Point-per-instance localization data:

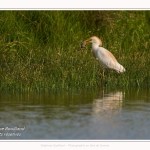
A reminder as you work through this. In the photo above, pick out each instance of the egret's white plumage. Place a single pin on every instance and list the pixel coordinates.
(105, 57)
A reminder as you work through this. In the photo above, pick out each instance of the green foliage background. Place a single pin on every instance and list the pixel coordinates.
(40, 50)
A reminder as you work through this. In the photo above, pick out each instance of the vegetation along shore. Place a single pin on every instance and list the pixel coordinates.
(40, 50)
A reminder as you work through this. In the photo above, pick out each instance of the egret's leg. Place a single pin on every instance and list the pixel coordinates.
(103, 74)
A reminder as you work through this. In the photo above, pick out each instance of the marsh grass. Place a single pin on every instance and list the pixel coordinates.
(40, 50)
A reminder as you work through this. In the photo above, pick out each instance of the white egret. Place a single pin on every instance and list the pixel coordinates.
(105, 57)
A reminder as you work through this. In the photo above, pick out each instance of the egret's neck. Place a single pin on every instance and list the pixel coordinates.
(95, 46)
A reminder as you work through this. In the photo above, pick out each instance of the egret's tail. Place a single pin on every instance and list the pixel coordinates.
(120, 69)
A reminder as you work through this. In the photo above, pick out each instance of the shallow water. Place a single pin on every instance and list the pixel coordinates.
(101, 115)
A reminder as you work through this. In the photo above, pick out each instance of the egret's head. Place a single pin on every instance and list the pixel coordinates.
(93, 40)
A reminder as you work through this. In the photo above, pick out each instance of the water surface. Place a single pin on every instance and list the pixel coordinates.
(86, 115)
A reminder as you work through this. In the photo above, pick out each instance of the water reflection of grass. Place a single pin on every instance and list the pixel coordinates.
(39, 50)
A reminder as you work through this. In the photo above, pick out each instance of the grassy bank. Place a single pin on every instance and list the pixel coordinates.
(40, 50)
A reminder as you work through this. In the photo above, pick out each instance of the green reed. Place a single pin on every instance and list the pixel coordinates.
(40, 50)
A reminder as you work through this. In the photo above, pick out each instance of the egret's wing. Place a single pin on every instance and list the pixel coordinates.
(106, 58)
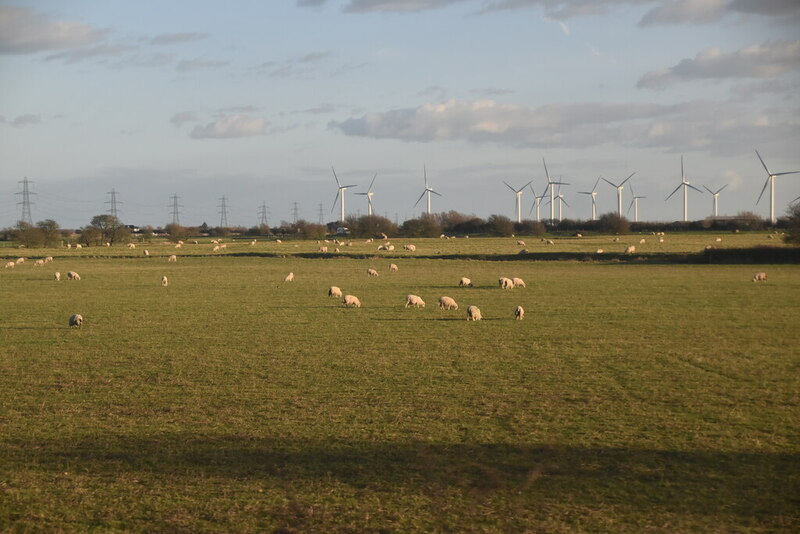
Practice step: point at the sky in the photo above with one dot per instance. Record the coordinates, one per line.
(255, 102)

- [Exercise goal]: Exactly the lines from the one that contains "the egret's neck." to the last line of the data, both included, should be set down, and no pictures should appear among them.

- [Solved exercise]:
A reminder as you work through this. In the photo above, pick out each instance of the egret's neck. Place a single pin on every instance and list the pixel coordinates.
(95, 46)
A reminder as you work through this. In the photo above, pick out each instance of the egret's tail. Place a single pin on every instance and list the pixel coordinates.
(120, 69)
A reminder as you work through this. In the photo above, pick out each instance of the shallow water. Place a single pin on every instance and list the pixel coordinates.
(101, 115)
A reminder as you work through this. In the photo above, pick out each instance of the egret's head. Place a single pin on every instance and list the pixel coordinates.
(93, 40)
A reminder as you work through this. In the photo above, pick out each instance of the water surface. Place a single pin on every instance and list the pixel coordinates.
(86, 115)
A reminder as you work through this. In the photo above, pick out each instance of the water reflection of grass. Place a single pin on every instance and list the pixel coordinates.
(39, 50)
A reminder as you work through this. In the photo above, pick out each instance of the grassy bank. Place a single pin on every instance and list the pixel coordinates.
(40, 50)
A reminder as you work through this. In the photo above, pick out each instance of the green reed. Place a single pin on every instance and list the pixel coordinates.
(40, 50)
A reminder as you work through this. In the photo above, pick out each instance of the egret's wing. Place a single pin on every instance and list the pixel coordinates.
(106, 58)
Practice step: point at the sky in the photo above with one dot per instance. Record the coordinates, one per line.
(255, 102)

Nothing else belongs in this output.